==== 抽出テキスト

現在残っているフリーエージェントでもっとも注目されているのは、私たちのほとんどが実際に投げる姿を見たことがない、日本から来る選手である。

その田中将大は、珍しくこの時期まで決まっていない選手が多い中で、優勝争いを狙うチームと再建中のチームのいずれにも魅力的な、わずか25歳でありながらローテーションを一変させる可能性を持つ投手である。それ故に田中が動くことができる範囲はとても広い。そして彼が先週アメリカに来たことは、すでに多くのチームが彼を必要であると表明している中で、1月中旬の締切日に向けて、より注目を高めることになった。

私たちは、田中の性格や望み、そして彼が好きなことについて何も知らないために、どのチームに彼が行くのかを予想するのは難しいことである。しかし私たちは、メジャーリーグの現状については理解しているので、それを基にした予想をすることはできる。そしてここに、MLB.comのコラムニストたちの予想を紹介しよう。

マーロン・アンダーソン:カブス
セオ・エプスタイン球団社長には資金がある。そしてもし彼らが、数年以内に優勝争いをするという計画があるのなら、ファンを呼ぶことができるNo.1の選手が必要である。

マイク・バウマン:ヤンキース
ニューヨーク・ヤンキースは当然の見方として、田中将大のアメリカでの新しい所属先として早くから挙がっていた。

結局のところ、ヤンキースには資金があり、その資金を費やすという実績があり、先発ローテーションを強化するという、現実的なニーズがある。

========
==== 提供データ

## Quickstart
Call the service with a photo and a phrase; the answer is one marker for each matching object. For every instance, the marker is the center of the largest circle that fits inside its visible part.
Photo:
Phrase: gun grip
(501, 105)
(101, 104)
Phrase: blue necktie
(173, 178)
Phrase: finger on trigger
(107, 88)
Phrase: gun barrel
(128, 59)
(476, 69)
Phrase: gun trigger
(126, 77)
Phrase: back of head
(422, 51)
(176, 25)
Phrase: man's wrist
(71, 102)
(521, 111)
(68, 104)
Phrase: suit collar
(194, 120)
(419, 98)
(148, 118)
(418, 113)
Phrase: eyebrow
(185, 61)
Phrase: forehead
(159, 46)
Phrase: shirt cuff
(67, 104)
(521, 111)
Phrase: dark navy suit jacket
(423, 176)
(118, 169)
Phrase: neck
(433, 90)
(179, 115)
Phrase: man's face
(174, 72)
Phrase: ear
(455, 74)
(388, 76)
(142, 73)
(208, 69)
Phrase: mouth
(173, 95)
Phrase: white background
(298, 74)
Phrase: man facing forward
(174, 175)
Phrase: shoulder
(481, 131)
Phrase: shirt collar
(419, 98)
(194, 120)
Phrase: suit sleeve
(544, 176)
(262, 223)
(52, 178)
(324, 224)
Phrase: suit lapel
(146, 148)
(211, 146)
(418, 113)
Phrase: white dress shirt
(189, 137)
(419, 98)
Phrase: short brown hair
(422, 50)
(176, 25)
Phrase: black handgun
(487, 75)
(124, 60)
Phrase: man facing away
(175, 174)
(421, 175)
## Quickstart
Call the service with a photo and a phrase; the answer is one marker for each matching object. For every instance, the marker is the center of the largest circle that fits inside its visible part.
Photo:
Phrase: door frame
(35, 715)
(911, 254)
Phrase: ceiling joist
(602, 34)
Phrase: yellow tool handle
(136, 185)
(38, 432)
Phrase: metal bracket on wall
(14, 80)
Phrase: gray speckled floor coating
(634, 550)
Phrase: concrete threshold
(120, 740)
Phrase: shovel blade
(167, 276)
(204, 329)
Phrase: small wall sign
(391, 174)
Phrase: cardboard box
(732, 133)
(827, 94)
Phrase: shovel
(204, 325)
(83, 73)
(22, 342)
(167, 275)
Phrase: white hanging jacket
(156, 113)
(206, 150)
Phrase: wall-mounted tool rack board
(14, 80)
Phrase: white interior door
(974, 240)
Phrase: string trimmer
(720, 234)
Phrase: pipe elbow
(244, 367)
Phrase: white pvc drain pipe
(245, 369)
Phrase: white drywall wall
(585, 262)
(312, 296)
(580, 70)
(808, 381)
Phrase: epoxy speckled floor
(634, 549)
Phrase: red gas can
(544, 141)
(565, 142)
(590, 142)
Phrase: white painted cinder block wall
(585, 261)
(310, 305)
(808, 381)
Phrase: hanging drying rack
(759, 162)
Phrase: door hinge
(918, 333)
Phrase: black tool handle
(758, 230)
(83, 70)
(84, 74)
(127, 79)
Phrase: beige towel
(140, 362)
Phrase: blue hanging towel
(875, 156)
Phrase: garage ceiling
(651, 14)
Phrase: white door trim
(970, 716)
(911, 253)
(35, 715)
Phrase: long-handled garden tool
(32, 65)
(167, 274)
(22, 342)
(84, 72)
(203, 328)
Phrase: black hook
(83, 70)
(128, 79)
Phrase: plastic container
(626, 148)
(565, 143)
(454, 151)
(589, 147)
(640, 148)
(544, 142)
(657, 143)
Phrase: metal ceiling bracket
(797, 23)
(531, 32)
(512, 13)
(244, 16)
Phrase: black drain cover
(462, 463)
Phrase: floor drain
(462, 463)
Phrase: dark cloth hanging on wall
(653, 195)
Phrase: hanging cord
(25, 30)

========

田中将大の移籍先についての文章から、「その田中将大は、珍しくこの時」で始まり「として早くから挙がっていた。」で終わる部分を一字一句変えずに書き写してください。 これらの行は今回の作業には関係しない。

- 演習結果:
その田中将大は、珍しくこの時期まで決まっていない選手が多い中で、優勝争いを狙うチームと再建中のチームのいずれにも魅力的な、わずか25歳でありながらローテーションを一変させる可能性を持つ投手である。それ故に田中が動くことができる範囲はとても広い。そして彼が先週アメリカに来たことは、すでに多くのチームが彼を必要であると表明している中で、1月中旬の締切日に向けて、より注目を高めることになった。

私たちは、田中の性格や望み、そして彼が好きなことについて何も知らないために、どのチームに彼が行くのかを予想するのは難しいことである。しかし私たちは、メジャーリーグの現状については理解しているので、それを基にした予想をすることはできる。そしてここに、MLB.comのコラムニストたちの予想を紹介しよう。

マーロン・アンダーソン:カブス
セオ・エプスタイン球団社長には資金がある。そしてもし彼らが、数年以内に優勝争いをするという計画があるのなら、ファンを呼ぶことができるNo.1の選手が必要である。

マイク・バウマン:ヤンキース
ニューヨーク・ヤンキースは当然の見方として、田中将大のアメリカでの新しい所属先として早くから挙がっていた。